REQUIREMENT: Reproduce the text below on growing nutmeg trees from seed, word for word.

Myristica fragrans, more commonly known as nutmeg, is an attractive evergreen tree native to the Spice Islands. Nutmeg trees are prized for the yellow-skinned oval fruits they produce. When ripe, the fruit splits to reveal a hard brown kernel covered in lacy red aril, which is dried and used to make the spices nutmeg and mace, respectively. Nutmeg trees can be cultivated from seed in U.S. Department of Agriculture Plant Hardiness Zones 10 and 11.
Collect two to three healthy nutmeg seeds that have recently fallen from their parent tree. Avoid choosing old, lightweight seeds that rattle when you shake them; these seeds are too dried out to germinate successfully.
Cover your planting area with 3 inches of equal parts peat moss, perlite and well-rotted compost. Work the amendments into the soil to a depth of at least 4 inches using a garden tiller, shovel or hand trowel. Push the collected fresh nutmeg seeds into the amended soil to a depth of no more than 2 inches. Allow 1 foot of space between each seed.
Erect a 50 per cent shade cloth over the planted nutmeg seeds to prevent them from receiving too much direct sunlight. Position the shade cloth 2 feet above the ground. Reposition the cloth as the nutmeg grows, keeping it approximately 2 feet above the top of the plant. Shade your tree for the first six to seven years of growth, after which the tree can receive unfiltered sunlight.

SUPPLIED MATERIAL:
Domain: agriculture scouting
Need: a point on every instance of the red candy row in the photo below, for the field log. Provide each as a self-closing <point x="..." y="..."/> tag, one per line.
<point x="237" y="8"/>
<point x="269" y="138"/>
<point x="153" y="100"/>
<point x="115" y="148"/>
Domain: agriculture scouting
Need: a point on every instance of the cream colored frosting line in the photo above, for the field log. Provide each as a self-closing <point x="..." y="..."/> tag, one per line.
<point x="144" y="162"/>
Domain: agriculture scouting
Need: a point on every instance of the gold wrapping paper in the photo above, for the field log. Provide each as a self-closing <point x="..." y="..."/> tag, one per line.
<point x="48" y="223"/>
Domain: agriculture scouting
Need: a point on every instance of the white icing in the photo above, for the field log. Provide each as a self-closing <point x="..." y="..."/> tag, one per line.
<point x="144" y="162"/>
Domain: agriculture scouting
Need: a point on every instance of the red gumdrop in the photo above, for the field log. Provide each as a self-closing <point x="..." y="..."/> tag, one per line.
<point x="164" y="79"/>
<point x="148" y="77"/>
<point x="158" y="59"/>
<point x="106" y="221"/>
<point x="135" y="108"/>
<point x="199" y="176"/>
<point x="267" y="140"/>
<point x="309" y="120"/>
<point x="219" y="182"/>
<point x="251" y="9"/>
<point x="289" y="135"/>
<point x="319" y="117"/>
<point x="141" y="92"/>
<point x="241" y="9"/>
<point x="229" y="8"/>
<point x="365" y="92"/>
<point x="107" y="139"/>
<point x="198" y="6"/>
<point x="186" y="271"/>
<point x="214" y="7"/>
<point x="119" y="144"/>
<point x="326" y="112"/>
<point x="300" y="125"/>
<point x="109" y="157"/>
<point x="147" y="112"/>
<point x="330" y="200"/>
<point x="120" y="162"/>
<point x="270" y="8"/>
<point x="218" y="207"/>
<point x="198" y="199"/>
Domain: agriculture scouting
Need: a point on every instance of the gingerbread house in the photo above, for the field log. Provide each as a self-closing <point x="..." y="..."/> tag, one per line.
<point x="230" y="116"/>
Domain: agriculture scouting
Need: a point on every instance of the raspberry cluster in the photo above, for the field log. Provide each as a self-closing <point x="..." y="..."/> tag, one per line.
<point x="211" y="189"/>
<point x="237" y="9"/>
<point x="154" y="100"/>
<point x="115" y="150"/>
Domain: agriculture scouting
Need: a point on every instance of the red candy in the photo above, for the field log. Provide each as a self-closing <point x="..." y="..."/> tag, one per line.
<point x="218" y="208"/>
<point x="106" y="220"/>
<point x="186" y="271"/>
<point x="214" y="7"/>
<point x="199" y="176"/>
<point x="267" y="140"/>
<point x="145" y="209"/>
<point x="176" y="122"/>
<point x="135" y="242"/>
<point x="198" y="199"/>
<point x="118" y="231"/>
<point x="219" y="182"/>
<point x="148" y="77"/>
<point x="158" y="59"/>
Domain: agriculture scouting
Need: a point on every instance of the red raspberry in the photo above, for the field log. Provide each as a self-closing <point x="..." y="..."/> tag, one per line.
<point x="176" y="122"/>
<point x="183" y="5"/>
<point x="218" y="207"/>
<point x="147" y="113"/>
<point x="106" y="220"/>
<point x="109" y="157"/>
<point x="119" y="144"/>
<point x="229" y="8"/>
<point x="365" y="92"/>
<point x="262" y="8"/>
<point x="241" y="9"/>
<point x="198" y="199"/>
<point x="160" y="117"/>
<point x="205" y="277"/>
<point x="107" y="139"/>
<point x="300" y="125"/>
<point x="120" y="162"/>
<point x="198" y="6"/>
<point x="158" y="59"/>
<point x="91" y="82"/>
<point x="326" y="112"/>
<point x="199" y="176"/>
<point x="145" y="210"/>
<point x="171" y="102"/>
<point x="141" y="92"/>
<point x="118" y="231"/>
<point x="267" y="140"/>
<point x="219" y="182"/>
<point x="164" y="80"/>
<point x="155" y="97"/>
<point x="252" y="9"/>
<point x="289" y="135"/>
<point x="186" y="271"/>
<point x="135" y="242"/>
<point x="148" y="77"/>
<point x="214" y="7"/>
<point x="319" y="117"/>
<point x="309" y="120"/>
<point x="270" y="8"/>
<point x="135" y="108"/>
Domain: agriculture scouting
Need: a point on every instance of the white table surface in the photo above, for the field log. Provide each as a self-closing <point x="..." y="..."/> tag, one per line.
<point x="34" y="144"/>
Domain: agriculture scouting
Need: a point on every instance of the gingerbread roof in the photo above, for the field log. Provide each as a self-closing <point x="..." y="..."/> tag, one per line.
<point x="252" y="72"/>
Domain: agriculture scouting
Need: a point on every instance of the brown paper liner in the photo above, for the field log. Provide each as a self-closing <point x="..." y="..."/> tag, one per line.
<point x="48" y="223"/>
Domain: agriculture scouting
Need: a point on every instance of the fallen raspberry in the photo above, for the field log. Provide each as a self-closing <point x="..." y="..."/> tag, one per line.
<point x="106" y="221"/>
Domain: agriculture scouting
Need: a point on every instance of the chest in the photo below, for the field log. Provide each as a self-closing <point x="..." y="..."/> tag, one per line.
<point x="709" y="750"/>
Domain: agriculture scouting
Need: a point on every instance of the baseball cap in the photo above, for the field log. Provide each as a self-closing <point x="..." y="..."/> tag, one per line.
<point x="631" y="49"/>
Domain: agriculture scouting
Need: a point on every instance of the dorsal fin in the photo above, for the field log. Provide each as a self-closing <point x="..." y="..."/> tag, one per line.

RESPONSE TO THE EXERCISE:
Myristica fragrans, more commonly known as nutmeg, is an attractive evergreen tree native to the Spice Islands. Nutmeg trees are prized for the yellow-skinned oval fruits they produce. When ripe, the fruit splits to reveal a hard brown kernel covered in lacy red aril, which is dried and used to make the spices nutmeg and mace, respectively. Nutmeg trees can be cultivated from seed in U.S. Department of Agriculture Plant Hardiness Zones 10 and 11.
Collect two to three healthy nutmeg seeds that have recently fallen from their parent tree. Avoid choosing old, lightweight seeds that rattle when you shake them; these seeds are too dried out to germinate successfully.
Cover your planting area with 3 inches of equal parts peat moss, perlite and well-rotted compost. Work the amendments into the soil to a depth of at least 4 inches using a garden tiller, shovel or hand trowel. Push the collected fresh nutmeg seeds into the amended soil to a depth of no more than 2 inches. Allow 1 foot of space between each seed.
Erect a 50 per cent shade cloth over the planted nutmeg seeds to prevent them from receiving too much direct sunlight. Position the shade cloth 2 feet above the ground. Reposition the cloth as the nutmeg grows, keeping it approximately 2 feet above the top of the plant. Shade your tree for the first six to seven years of growth, after which the tree can receive unfiltered sunlight.